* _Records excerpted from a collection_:
════════

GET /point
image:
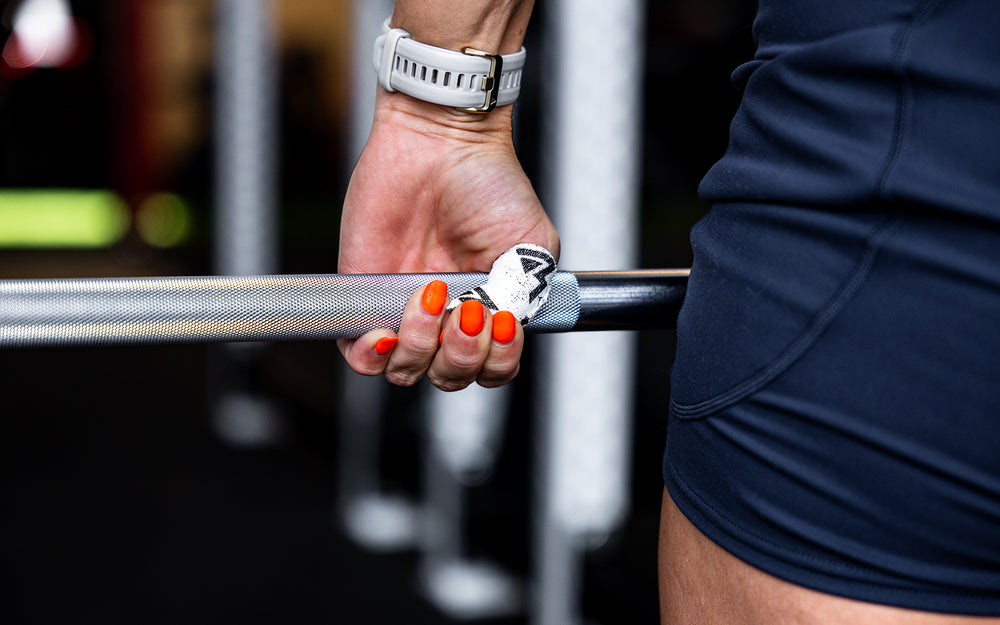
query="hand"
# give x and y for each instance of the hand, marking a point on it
(438, 190)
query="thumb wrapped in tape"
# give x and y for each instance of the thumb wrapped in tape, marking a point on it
(518, 282)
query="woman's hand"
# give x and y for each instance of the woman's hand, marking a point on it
(436, 190)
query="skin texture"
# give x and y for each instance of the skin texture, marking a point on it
(440, 190)
(701, 584)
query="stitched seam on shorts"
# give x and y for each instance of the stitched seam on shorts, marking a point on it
(902, 40)
(802, 343)
(904, 97)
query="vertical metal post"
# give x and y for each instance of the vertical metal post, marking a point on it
(592, 191)
(246, 241)
(464, 432)
(246, 225)
(371, 518)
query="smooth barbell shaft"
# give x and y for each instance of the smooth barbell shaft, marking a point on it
(142, 311)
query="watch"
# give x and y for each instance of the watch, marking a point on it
(471, 80)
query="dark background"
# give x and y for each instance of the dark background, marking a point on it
(118, 504)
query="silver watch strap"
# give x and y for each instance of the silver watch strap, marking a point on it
(471, 80)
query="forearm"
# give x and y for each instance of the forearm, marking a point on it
(496, 26)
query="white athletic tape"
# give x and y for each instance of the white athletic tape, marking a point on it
(518, 282)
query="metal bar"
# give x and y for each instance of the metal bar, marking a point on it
(208, 309)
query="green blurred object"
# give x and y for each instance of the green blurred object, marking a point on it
(62, 218)
(163, 220)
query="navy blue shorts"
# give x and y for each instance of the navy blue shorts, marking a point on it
(835, 414)
(835, 411)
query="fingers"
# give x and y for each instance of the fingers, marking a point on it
(469, 344)
(504, 359)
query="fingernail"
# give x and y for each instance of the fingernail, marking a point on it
(504, 327)
(473, 318)
(435, 297)
(385, 344)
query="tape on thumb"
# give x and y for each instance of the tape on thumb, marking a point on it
(518, 282)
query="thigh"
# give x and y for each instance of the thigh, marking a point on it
(701, 584)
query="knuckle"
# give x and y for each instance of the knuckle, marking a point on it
(402, 376)
(492, 377)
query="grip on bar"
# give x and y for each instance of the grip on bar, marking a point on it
(142, 311)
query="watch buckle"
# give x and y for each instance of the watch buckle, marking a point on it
(491, 81)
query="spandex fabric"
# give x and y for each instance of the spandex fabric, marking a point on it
(835, 400)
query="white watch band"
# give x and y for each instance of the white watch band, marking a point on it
(470, 80)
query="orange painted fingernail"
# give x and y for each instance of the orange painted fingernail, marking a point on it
(473, 318)
(504, 327)
(385, 344)
(435, 297)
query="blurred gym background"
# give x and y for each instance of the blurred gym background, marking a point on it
(127, 495)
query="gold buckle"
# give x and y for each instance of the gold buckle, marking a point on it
(491, 81)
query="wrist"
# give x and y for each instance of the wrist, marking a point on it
(489, 25)
(400, 111)
(470, 80)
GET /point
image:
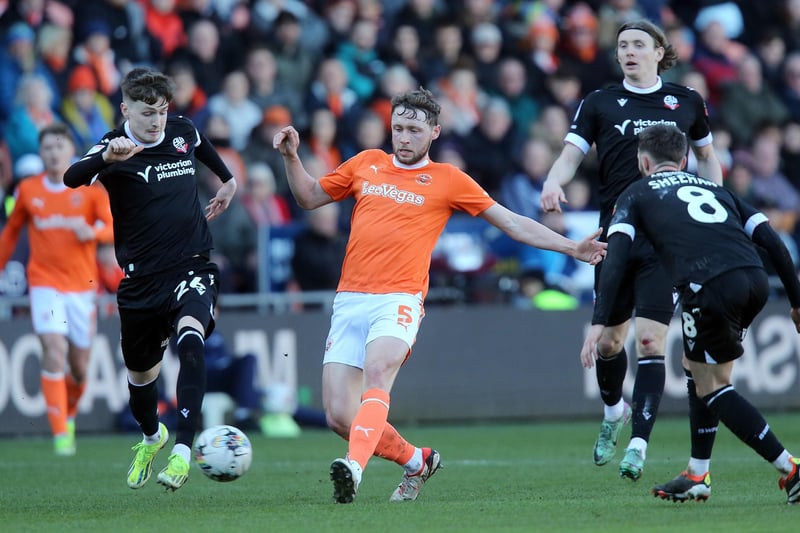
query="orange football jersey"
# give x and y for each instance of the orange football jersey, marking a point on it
(57, 258)
(399, 214)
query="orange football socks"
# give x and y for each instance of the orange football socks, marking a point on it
(54, 390)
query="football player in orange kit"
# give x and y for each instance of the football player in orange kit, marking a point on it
(64, 227)
(403, 201)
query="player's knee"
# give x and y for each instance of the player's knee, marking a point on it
(650, 344)
(190, 346)
(609, 346)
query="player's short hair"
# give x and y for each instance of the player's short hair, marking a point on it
(670, 54)
(148, 85)
(664, 143)
(416, 101)
(57, 128)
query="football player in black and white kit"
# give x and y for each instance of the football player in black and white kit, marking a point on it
(162, 243)
(704, 236)
(610, 119)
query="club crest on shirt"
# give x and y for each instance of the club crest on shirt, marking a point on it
(671, 102)
(180, 145)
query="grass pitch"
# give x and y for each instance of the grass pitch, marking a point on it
(527, 477)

════════

Reproduce each entry verbatim, excluding any embedded images.

* _Result of the exercise_:
GET /point
image:
query="hand"
# give x and y for each instance of the hand, marking a point on it
(438, 190)
query="thumb wrapped in tape"
# give x and y for each instance of the thumb wrapped in tape, marking a point on it
(518, 282)
query="woman's hand"
# give x and y for each instance of the woman's hand, marking a point on it
(436, 190)
query="skin texture"
# give x and y for each instance of the skin texture, marking a point on it
(440, 190)
(701, 584)
query="stitched seam on shorts"
# give x and y for each instance of the stitched seam on shorts, marking a point on it
(902, 40)
(802, 343)
(904, 97)
query="vertical metal post"
# give x and y for each instance of the vertical metal post, marking a point on it
(592, 191)
(246, 241)
(464, 432)
(246, 225)
(371, 518)
query="smooth barbell shaft"
# give x and y for each instance of the smooth barbell shaft, marking a point on it
(142, 311)
query="watch"
# give x and y for each instance of the watch, marking a point on it
(471, 80)
query="dark background"
# give x and y for each instance of the dark background, marking a point on it
(118, 504)
query="silver watch strap"
# give x and y for each instance of the silver watch strap, marking a point on it
(471, 80)
query="forearm"
# give x and y for each instance of the forearm, marking a point on it
(496, 26)
query="white athletic tape"
# give x and y for each instance of the white athletic tape, marking a point on it
(518, 282)
query="metal bar"
# give x and y for each instance of the metal bar, marking a point on it
(208, 309)
query="green blurred object"
# give x and y for each instance of the green blurred object, marking a point on it
(62, 218)
(163, 220)
query="navy blue shorts"
# give x and y for each instance of the navy blue shorts, marking a point on it
(835, 414)
(835, 411)
query="fingers"
# give x and y for each instance of the fingers, marking a point on it
(469, 344)
(504, 359)
query="fingernail"
# give x and y for each instance of the fingernail, marking a point on it
(504, 327)
(473, 318)
(435, 297)
(385, 344)
query="tape on thumb"
# give x and y for each instance of the tape on thumb, marking a point on it
(518, 282)
query="thigh"
# give x and y for each instance of the thigh, marking a point on it
(701, 584)
query="knuckle"
# give x and y for each instance of the knuckle, marking a point on it
(402, 376)
(492, 377)
query="grip on bar"
# give x and y for each instance of the grip on bar, marking a point on it
(142, 311)
query="watch buckle"
# give x and y for each instance of the watch buckle, marking a point on it
(491, 81)
query="spandex fabric"
# give x and y for each instance of the spandex fabric, marking a point on it
(835, 400)
query="white watch band"
# give x and y for each instance of the white watch band, marking a point on it
(470, 80)
query="orange painted fingernail"
# give x and y for each instance of the orange painted fingernail, marking a point on it
(473, 318)
(504, 327)
(385, 344)
(435, 297)
query="blurred gym background"
# give x and y for each instance of the blurred gym background, marking a point on it
(127, 495)
query="gold buckle"
# give x and y for each instance of the gold buckle, marking a point on it
(491, 81)
query="wrist"
# give x and y for each instance of the wrist, marking a point on it
(489, 25)
(400, 111)
(470, 80)
GET /point
image:
query="orange football jersey"
# give x and y for each instance of the orange football jersey, marking a point on it
(57, 258)
(399, 214)
query="orange football socks"
# give x and y for each instance of the orange football socks, marking a point on it
(54, 390)
query="football player in orange kit"
# give x and y for each instance of the football player in orange kit, marking a point on it
(64, 227)
(403, 201)
query="player's knee"
# give x and y for each instance of the player's knee, marking a point on it
(650, 344)
(190, 346)
(609, 346)
query="player's short hair"
# give x and y for each instance of the player's short hair, marking a point on it
(670, 54)
(148, 85)
(664, 143)
(416, 101)
(57, 128)
query="football player in black and white kit"
# give x and y for each instance of the football player in black and white kit, marking a point on it
(162, 243)
(704, 236)
(610, 119)
query="club crest on shirt"
# give x and y for each instance of the club crest on shirt, marking a point on it
(671, 102)
(180, 145)
query="grass pitch"
# give x and y for each instance of the grass pitch, marking a point on it
(527, 477)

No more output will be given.